# START OF Provided information
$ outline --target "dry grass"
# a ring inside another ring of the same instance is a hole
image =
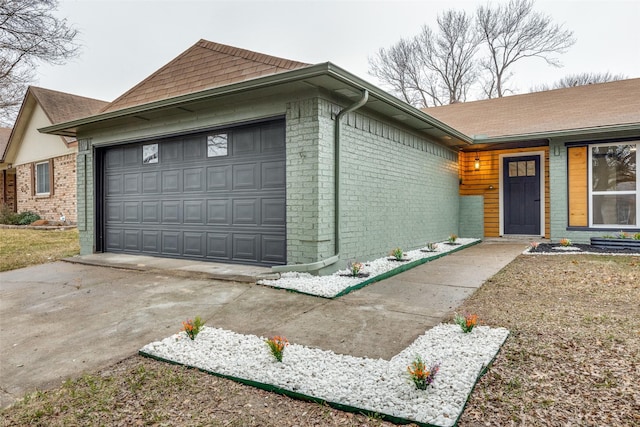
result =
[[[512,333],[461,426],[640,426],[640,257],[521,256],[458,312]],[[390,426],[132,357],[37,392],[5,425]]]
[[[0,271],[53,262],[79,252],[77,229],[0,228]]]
# END OF Provided information
# START OF Provided information
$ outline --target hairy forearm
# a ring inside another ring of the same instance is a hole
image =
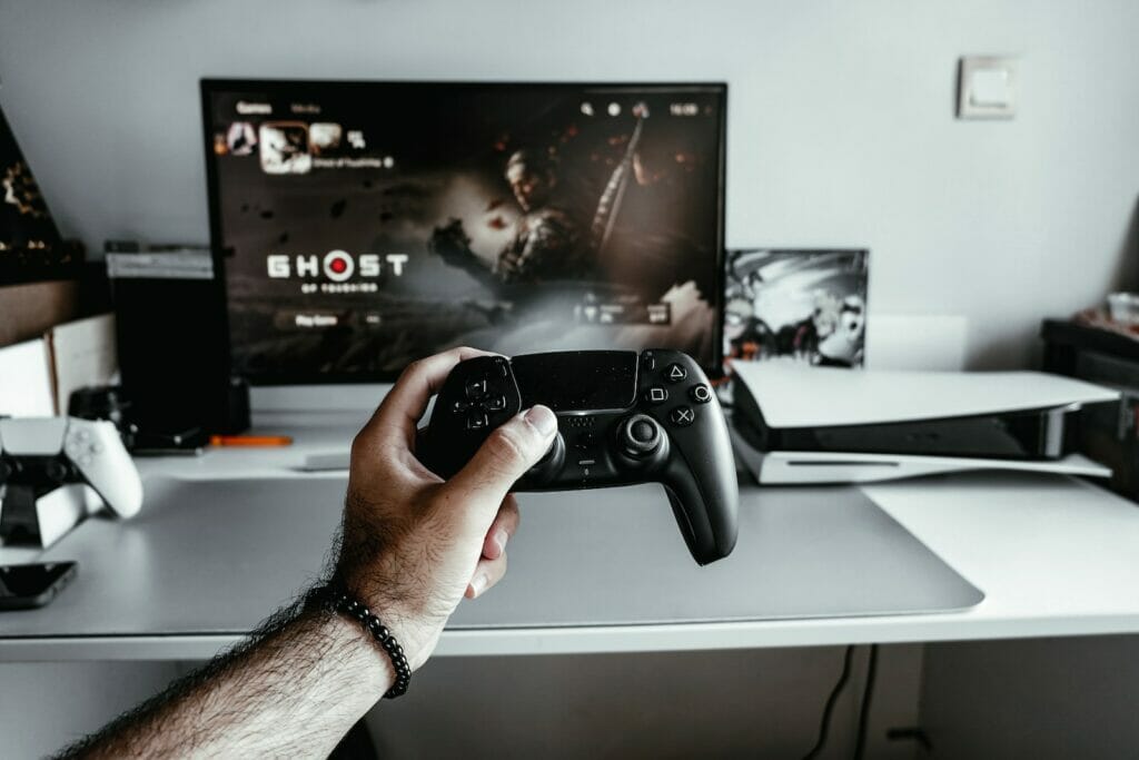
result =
# END OF Provided information
# START OF Provided information
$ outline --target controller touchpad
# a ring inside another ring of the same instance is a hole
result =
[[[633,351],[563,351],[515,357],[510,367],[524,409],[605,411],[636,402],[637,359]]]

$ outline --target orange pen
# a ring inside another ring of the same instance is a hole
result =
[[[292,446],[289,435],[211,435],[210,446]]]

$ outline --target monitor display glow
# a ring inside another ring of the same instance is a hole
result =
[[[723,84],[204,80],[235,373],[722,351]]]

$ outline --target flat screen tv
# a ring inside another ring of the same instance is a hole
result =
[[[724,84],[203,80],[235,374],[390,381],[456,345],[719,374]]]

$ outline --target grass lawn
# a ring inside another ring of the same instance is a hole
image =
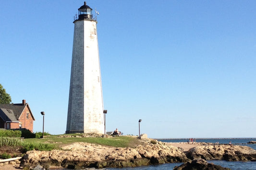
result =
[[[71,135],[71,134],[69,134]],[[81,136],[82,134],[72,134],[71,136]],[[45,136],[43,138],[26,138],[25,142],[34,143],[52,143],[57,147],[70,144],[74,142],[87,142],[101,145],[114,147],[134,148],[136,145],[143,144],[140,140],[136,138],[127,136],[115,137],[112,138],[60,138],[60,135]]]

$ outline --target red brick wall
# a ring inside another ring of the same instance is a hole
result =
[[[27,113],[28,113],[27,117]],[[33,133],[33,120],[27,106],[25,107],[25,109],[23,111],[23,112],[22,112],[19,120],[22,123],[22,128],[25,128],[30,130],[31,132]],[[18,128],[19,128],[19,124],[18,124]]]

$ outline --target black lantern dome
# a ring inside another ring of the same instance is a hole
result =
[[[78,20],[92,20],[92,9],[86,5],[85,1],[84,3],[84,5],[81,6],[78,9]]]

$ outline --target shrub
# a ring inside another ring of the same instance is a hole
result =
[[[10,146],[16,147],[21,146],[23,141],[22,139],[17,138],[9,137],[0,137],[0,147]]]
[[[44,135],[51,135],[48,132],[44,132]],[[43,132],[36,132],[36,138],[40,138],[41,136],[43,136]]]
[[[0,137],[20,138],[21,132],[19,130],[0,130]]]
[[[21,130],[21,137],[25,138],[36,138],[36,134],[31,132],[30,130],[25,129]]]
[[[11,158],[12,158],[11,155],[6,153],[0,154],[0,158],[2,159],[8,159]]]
# END OF Provided information
▸ **Task directions**
Copy the lines running from the line with "monitor display glow" up to and including the line with "[[[724,84],[203,80],[235,374],[390,381],[456,345],[719,374]]]", keeping every character as it appears in the records.

▸ **Exercise solution**
$ outline --target monitor display glow
# a ring inside another ring of the same instance is a hole
result =
[[[723,84],[204,80],[235,373],[722,351]]]

$ outline --target flat screen tv
# a ring inside another ring of the same instance is a hole
result =
[[[724,84],[203,80],[235,374],[390,381],[456,345],[719,374]]]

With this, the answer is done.